» PROBLEM DESCRIPTION
Print the listing below exactly.

** Start TASK DATA **

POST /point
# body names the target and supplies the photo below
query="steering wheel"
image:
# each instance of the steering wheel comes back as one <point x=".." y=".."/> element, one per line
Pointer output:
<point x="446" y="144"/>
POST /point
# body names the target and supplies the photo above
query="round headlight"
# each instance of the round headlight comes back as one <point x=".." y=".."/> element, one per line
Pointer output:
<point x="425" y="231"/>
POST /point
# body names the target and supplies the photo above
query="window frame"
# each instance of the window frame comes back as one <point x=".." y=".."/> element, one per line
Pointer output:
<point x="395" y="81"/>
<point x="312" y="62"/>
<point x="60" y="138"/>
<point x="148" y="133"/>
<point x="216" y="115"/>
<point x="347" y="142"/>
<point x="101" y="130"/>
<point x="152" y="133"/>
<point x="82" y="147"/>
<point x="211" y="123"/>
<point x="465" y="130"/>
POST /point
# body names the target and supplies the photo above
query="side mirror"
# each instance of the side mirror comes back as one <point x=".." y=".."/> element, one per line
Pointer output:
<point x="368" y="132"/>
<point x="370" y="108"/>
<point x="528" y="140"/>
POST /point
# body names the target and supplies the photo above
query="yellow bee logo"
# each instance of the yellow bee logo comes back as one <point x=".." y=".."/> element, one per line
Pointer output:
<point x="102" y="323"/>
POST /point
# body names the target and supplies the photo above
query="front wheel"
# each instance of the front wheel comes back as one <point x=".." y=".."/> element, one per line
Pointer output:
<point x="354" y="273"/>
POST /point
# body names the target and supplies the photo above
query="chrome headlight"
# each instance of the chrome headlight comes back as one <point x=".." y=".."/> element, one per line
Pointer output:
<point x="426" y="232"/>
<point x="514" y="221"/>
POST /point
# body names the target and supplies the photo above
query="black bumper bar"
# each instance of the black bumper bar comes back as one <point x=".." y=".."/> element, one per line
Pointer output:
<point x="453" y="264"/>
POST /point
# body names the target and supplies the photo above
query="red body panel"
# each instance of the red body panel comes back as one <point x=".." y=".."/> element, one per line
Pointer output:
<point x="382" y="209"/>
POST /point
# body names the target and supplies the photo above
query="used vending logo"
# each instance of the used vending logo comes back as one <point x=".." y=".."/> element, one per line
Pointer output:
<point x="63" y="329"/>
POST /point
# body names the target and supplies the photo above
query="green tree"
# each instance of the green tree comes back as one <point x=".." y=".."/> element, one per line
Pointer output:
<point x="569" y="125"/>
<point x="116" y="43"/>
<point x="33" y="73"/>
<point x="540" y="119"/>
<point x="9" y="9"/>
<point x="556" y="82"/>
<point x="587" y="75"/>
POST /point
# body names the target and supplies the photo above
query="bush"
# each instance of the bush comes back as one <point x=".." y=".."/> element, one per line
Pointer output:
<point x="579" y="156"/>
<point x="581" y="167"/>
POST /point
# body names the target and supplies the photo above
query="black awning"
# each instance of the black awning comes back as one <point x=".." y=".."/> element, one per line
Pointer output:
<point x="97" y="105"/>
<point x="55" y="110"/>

** End TASK DATA **

» SOLUTION
POST /point
# body names the target and supplies the photo below
query="steering wheel"
image:
# each instance of the steering wheel comes back as one <point x=".." y=".."/> element, one per line
Pointer output:
<point x="446" y="144"/>
POST /point
# body names the target and supplies the photo above
query="round headlight"
# each instance of the round headlight comes back as one <point x=".." y=".."/> element, one per line
Pointer output:
<point x="425" y="231"/>
POST /point
# body names the target and supplies the photo above
query="window frame"
# each instance of the window frame comes back as one <point x=".." y=".."/> element, one per line
Pointer output:
<point x="395" y="81"/>
<point x="312" y="62"/>
<point x="60" y="138"/>
<point x="148" y="133"/>
<point x="216" y="115"/>
<point x="347" y="142"/>
<point x="101" y="130"/>
<point x="152" y="133"/>
<point x="82" y="147"/>
<point x="211" y="123"/>
<point x="465" y="130"/>
POST /point
# body names the target and supplies the photo above
query="side mirror"
# each instance of the side mirror comes back as one <point x=".." y=".."/> element, one per line
Pointer output:
<point x="368" y="132"/>
<point x="370" y="108"/>
<point x="528" y="140"/>
POST /point
# body names the target and supplies the photo above
query="yellow bee logo"
# each instance of the yellow bee logo comes back as one <point x=".." y=".."/> element, one per line
Pointer output:
<point x="102" y="323"/>
POST /point
# body names the target and supplies the photo above
query="front wheel"
# each instance of the front wheel comes back as one <point x=".." y=".."/> element, one per line
Pointer output:
<point x="354" y="273"/>
POST /point
# body names the target and supplies the photo above
query="chrome headlight"
# each instance of the chrome headlight comes back as one <point x=".." y=".."/> element, one per line
Pointer output:
<point x="426" y="232"/>
<point x="514" y="221"/>
POST /point
# body names the target and supplies the photo above
query="black bumper bar"
# each instance of the black bumper bar comes back as one <point x=".." y=".."/> element, one per line
Pointer output:
<point x="453" y="264"/>
POST /point
# body names the target and supplies the photo above
query="red body panel"
# each instance of the red body panel comes back as one <point x=".." y=".."/> element, one per line
Pointer output:
<point x="382" y="209"/>
POST /point
# body names the target and supplies the photo above
query="used vending logo"
# each instance of the used vending logo comes back as one <point x=".." y=".."/> element, one per line
Pointer output:
<point x="63" y="329"/>
POST /point
# body names the target and supplies the photo above
query="green tree"
# each instance of the green tree comes back as one <point x=".." y=".."/> element, one per line
Pointer output:
<point x="569" y="125"/>
<point x="116" y="43"/>
<point x="33" y="73"/>
<point x="540" y="119"/>
<point x="9" y="9"/>
<point x="556" y="82"/>
<point x="587" y="75"/>
POST /point
# body names the target and supplies the photo above
query="bush"
# each instance of the bush comes back as one <point x=".." y=".."/> element, one per line
Pointer output:
<point x="579" y="156"/>
<point x="581" y="167"/>
POST /point
# body names the target and supplies the photo above
query="black awning"
# each instance of the black awning comes back as one <point x=".." y=".."/> element, one per line
Pointer output:
<point x="97" y="105"/>
<point x="55" y="110"/>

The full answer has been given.